-- Short problem A --
In the Nicaragua travel passage, what did a double room cost at the hostel in Masaya?
-- Short problem B --
Continue the Nicaragua travel passage from its final sentence.

The dinners at Craters Edge were a whopping $8 each (thats more than our entire daily food budget in Panama, which was more expensive than Nicaragua) but we decided to splash out and it was worth it as the food was very good and we got to eat it overlooking the lake with candles and all!
After 2 days of swimming and more swimming, we caught
the local bus on to Masaya, a nearby town famous for it's handicraft markets, especially for hammocks and pottery. We found a very very cheap hostel (£6 for a double room) and spent a day checking out the markets and the town. The town had two markets, one very clean and shiny touristy one where we looked around and found things we liked, and one more less clean and shiny local one down the road where we bought all the stuff we liked for cheaper! We took a walk down to the Malecon, a promenade that overlooked Masaya lake and volcano, and completely confused two kids who were trying to ask us for money with a mixture of very bad Spanish and English!
We found a lot of people begging for money in this part of Nicaragua, especially in Granada. At times it was sad, especially the children, but other times it was easier to say no, for example when one lady grabbed my arm and shouted "one dollar" at me while sniggering to herself. At times it's very easy to feel like you are only considered a walking cash machine. We were however advised not to give money to
the kids, as many have found out they can earn more money from begging than from being in school and getting jobs. Many parents force their kids out on the streets to beg (people are more likely to give money to a child than an adult), so the parents can relax at home and not need to work. There are also tons of places for families to go and get free food, shelter, clothing, advice and skills training in the area, run by volunteers and NGO's. It's a tricky situation to be in, as you never know who genuinely needs the money, but we try and help the communities we are in through visiting locally run tourism ventures and volunteer programmes, like Quetzaltrekkers in Guatemala and Nicaragua - all the proceeds go to projects to help local street kids.

[Point-based annotation data]
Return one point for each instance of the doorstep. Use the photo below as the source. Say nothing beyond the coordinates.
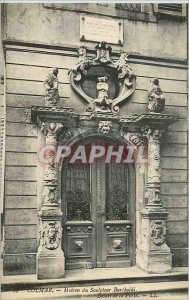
(85, 277)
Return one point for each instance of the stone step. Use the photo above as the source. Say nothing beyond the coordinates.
(93, 277)
(161, 290)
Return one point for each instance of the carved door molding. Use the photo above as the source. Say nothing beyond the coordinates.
(98, 204)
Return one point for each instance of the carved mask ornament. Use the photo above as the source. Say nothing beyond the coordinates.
(119, 74)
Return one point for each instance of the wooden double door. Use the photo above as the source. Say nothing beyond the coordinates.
(98, 214)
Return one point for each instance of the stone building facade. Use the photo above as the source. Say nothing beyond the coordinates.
(130, 88)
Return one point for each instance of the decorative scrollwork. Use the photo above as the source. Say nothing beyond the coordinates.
(120, 73)
(51, 88)
(51, 234)
(158, 232)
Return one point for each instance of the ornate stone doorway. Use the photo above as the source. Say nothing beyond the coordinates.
(98, 201)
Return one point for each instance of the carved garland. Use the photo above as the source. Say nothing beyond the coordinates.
(126, 78)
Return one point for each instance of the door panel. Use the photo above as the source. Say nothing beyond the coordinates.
(99, 215)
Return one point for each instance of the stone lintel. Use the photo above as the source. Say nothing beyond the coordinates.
(154, 261)
(50, 267)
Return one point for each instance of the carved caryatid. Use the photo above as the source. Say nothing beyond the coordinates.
(102, 101)
(156, 97)
(103, 53)
(153, 136)
(51, 88)
(119, 72)
(158, 232)
(125, 71)
(82, 62)
(51, 234)
(49, 194)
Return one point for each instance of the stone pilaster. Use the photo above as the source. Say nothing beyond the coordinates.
(153, 254)
(50, 257)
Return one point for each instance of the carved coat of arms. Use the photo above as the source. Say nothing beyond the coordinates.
(112, 81)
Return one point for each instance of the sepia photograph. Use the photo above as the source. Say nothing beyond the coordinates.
(93, 164)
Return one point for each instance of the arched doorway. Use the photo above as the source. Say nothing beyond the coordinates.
(98, 204)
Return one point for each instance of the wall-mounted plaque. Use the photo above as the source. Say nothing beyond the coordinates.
(101, 29)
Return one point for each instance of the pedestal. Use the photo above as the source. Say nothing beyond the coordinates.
(153, 255)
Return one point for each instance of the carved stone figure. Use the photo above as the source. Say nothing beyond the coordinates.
(104, 127)
(158, 232)
(119, 71)
(156, 97)
(51, 235)
(124, 69)
(102, 100)
(82, 62)
(51, 88)
(103, 53)
(135, 139)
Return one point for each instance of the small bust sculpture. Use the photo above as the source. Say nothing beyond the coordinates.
(51, 88)
(124, 69)
(102, 93)
(82, 62)
(156, 97)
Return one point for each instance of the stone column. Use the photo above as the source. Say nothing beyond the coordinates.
(153, 254)
(50, 257)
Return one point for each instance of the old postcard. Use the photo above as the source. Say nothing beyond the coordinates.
(94, 150)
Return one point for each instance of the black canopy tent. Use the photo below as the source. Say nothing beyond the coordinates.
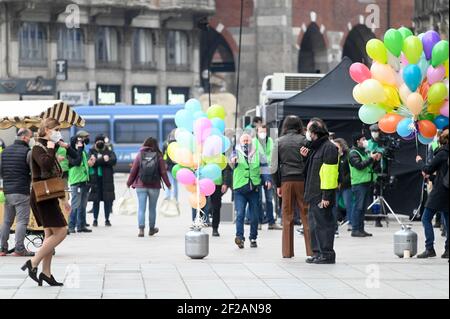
(331, 99)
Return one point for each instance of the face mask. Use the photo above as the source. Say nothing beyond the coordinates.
(100, 145)
(55, 137)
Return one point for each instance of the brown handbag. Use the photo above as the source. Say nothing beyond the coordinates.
(51, 187)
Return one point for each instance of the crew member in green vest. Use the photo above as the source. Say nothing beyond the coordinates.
(264, 144)
(362, 178)
(250, 171)
(79, 183)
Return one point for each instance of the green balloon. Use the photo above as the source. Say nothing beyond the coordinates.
(371, 113)
(413, 49)
(437, 93)
(440, 53)
(393, 40)
(405, 32)
(175, 170)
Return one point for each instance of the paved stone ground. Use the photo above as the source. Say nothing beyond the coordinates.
(115, 263)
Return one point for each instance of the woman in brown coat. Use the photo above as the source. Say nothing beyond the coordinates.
(47, 213)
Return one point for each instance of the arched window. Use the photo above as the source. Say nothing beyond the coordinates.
(144, 47)
(355, 44)
(71, 44)
(107, 45)
(313, 57)
(33, 44)
(177, 48)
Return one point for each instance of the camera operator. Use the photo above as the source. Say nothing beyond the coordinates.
(376, 145)
(362, 177)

-- Expected output A --
£6

-- Expected output B --
Our second day in Masaya we took a bus to the nearby Volcan Masaya National Park, where we were nearly poisoned (probably) by the sulphurous gases being belched from the very large, very deep active crater. This was believed by early Christian settlers to be the entrance to Hell and you can imagine it! It was also feared by the
native people before the Spaniards arrived, and they regularly appeased the devil within with a virgin sacrifice or two. A famous monk also lowered himself into the crater looking for gold! You can drive your car right up to the crater's edge, but you are warned to face your car way from the crater.. just in case! A few years ago an Italian tourist's car was squashed by a stray boiling rock thrown up by the volcano.
We went on a tour of some lava tunnels that are now home for 3 types of bats, and it was very strange and a little worrying to imagine a river of boiling lava running through them!! We went for a walk around one of the older, inactive craters, which was very spectacular and had a forest growing inside. We also had a great view of Masaya, Manuaga and almost Granada. Somewhere along the track we took wrong turning and ended up on a perilous walk along the crater's edge. At one point we disturbed what must have been a hundred vultures - never a good sign!! Eventually we found the track we should have been on, safely down the hill and not
dangling over the precipice as we had been doing.. oops. We got back to the main crater and walked up to a cross that had been erected to exorcise the evil within the volcano (naturally). After getting a bit dizzy from the gases (it is only recommended to be in the crater area for 20 minutes) we got a lift back down the hill and back into fresh air.